- **Problem**
One line at a time, check the entries below for the word "yellow", and copy each line that has it.

[Point localization data]
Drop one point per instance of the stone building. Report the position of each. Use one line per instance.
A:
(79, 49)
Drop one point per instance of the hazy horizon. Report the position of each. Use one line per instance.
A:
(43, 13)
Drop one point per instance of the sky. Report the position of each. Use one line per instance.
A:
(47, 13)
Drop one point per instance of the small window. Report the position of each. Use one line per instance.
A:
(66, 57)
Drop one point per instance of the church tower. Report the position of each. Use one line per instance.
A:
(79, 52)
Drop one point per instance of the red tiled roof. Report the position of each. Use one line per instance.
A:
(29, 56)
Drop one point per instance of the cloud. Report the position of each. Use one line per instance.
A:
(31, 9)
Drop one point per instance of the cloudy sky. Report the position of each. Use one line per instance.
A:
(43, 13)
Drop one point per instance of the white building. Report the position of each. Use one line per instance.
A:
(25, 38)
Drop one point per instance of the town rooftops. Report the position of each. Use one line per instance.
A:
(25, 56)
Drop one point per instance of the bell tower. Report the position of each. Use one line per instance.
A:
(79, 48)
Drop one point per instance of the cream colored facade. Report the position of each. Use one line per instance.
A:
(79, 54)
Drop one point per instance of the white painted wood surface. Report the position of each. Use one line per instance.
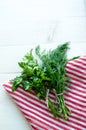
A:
(25, 24)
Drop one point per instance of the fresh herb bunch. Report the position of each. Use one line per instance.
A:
(45, 77)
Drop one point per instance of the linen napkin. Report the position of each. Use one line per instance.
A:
(36, 112)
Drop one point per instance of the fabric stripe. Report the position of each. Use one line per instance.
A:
(36, 112)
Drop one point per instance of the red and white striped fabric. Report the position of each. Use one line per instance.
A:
(36, 112)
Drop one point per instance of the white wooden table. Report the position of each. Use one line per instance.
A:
(23, 25)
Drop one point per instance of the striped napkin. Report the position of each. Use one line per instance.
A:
(36, 112)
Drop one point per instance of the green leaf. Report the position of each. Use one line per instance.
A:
(26, 85)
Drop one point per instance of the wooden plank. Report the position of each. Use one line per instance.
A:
(10, 116)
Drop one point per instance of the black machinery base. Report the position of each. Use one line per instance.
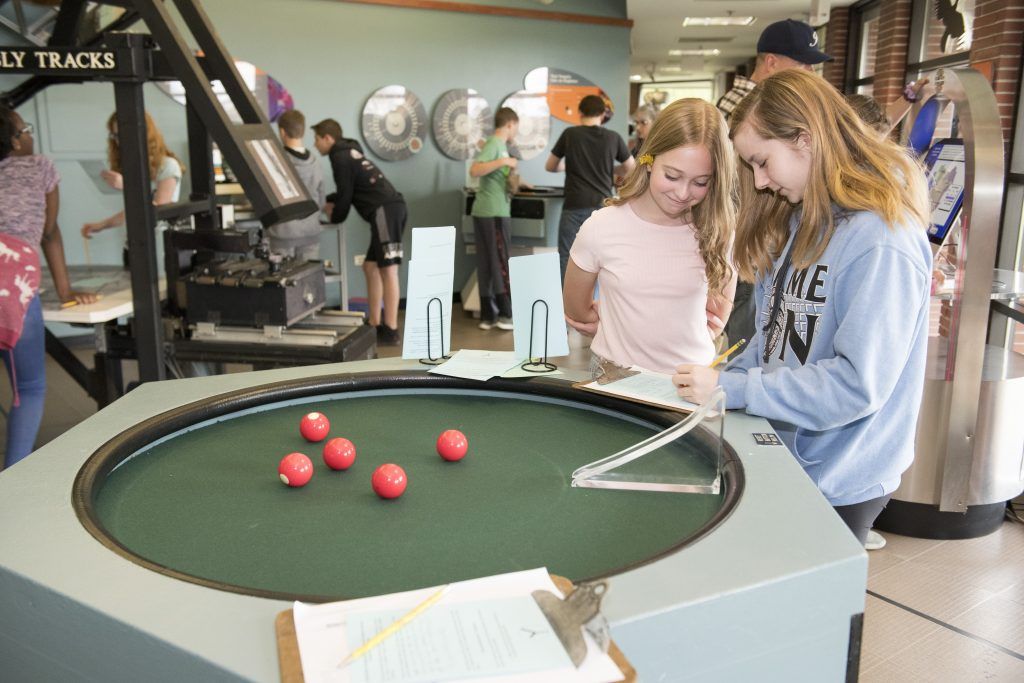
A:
(104, 383)
(927, 521)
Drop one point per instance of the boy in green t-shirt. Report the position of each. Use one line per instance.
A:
(492, 222)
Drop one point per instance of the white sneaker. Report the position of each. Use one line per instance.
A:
(875, 541)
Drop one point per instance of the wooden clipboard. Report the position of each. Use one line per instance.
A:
(632, 399)
(291, 666)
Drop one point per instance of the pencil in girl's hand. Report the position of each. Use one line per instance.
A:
(727, 353)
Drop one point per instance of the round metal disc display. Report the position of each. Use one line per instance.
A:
(462, 119)
(535, 123)
(394, 123)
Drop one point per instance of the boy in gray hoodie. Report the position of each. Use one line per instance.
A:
(299, 238)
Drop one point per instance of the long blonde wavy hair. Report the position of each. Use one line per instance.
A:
(154, 141)
(692, 122)
(851, 167)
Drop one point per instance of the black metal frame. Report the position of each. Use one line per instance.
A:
(137, 61)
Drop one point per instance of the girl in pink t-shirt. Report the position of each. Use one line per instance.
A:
(660, 251)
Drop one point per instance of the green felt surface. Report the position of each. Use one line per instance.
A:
(208, 502)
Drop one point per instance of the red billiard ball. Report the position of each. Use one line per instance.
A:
(295, 469)
(389, 480)
(314, 427)
(452, 444)
(339, 454)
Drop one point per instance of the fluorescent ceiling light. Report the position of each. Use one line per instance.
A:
(701, 52)
(719, 20)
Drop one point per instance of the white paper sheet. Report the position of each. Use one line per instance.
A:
(428, 298)
(475, 365)
(323, 631)
(538, 278)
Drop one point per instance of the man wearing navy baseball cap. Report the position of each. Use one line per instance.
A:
(786, 44)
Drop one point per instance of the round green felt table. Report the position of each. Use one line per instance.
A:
(196, 494)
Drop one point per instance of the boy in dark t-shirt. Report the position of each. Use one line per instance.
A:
(588, 154)
(361, 184)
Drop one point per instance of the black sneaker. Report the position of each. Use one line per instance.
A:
(387, 336)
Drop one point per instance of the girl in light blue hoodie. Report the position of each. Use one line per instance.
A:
(832, 230)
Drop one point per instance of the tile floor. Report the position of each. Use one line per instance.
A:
(936, 610)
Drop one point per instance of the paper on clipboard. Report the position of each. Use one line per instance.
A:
(323, 636)
(642, 386)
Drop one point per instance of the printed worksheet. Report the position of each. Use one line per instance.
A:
(469, 640)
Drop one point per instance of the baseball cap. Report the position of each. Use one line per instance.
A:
(792, 39)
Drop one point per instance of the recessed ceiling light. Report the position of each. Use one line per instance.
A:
(700, 51)
(719, 20)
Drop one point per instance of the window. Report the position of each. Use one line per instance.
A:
(861, 53)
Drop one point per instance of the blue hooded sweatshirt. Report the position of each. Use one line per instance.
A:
(845, 371)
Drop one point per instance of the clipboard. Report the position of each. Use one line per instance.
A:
(611, 373)
(291, 666)
(632, 399)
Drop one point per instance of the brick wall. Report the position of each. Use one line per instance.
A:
(998, 43)
(837, 39)
(891, 55)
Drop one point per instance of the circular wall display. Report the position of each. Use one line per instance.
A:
(462, 120)
(394, 123)
(535, 123)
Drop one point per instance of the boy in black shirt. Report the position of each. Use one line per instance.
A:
(361, 184)
(588, 154)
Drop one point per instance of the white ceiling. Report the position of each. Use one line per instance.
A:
(657, 28)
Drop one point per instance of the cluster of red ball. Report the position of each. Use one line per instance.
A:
(389, 480)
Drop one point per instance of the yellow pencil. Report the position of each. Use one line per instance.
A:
(390, 631)
(728, 352)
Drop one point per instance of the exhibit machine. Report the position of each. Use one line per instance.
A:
(970, 446)
(227, 299)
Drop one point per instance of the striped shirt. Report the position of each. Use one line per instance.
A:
(740, 88)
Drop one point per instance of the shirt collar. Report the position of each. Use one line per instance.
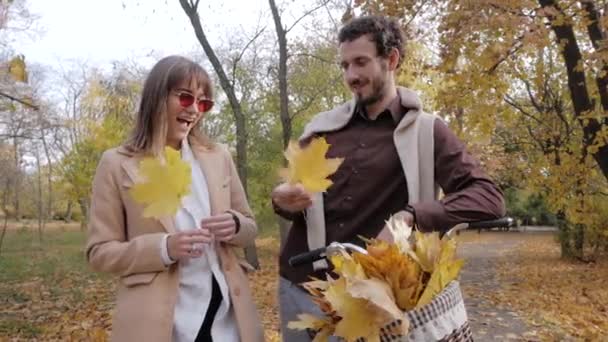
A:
(394, 108)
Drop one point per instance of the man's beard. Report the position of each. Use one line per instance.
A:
(377, 94)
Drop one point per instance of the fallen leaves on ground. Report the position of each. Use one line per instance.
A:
(562, 298)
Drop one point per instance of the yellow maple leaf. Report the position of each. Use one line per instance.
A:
(427, 250)
(17, 69)
(445, 270)
(165, 184)
(309, 166)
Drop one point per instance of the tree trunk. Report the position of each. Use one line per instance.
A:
(49, 206)
(16, 181)
(4, 227)
(68, 212)
(191, 10)
(285, 116)
(583, 104)
(4, 208)
(41, 219)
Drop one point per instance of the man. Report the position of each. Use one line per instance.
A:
(396, 158)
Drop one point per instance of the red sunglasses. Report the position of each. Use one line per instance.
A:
(186, 100)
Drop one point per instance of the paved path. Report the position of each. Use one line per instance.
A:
(479, 282)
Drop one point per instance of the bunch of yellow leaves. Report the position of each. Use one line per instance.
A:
(373, 290)
(166, 181)
(309, 166)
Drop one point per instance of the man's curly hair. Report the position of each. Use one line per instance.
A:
(383, 31)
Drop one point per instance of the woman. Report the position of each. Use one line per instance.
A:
(180, 279)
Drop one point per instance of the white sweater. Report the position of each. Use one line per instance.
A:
(194, 293)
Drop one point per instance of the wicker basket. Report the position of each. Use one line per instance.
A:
(444, 319)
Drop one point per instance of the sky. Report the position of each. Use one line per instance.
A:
(101, 31)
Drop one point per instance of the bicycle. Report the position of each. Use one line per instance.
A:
(445, 318)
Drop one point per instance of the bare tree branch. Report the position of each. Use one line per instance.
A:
(307, 13)
(34, 107)
(240, 56)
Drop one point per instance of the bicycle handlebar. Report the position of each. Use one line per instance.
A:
(334, 247)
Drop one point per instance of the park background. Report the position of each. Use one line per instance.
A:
(523, 83)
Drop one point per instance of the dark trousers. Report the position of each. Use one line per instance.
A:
(204, 334)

- **Response area**
Drop one point per instance of the yellow pencil. Report the position of each. Use one line per instance.
Drop one point per instance of the yellow maple leaf. Report the position of each. Use one line per instance.
Drop one point per instance of the bunch of yellow leaves. Report the position of each. Use one line per instance.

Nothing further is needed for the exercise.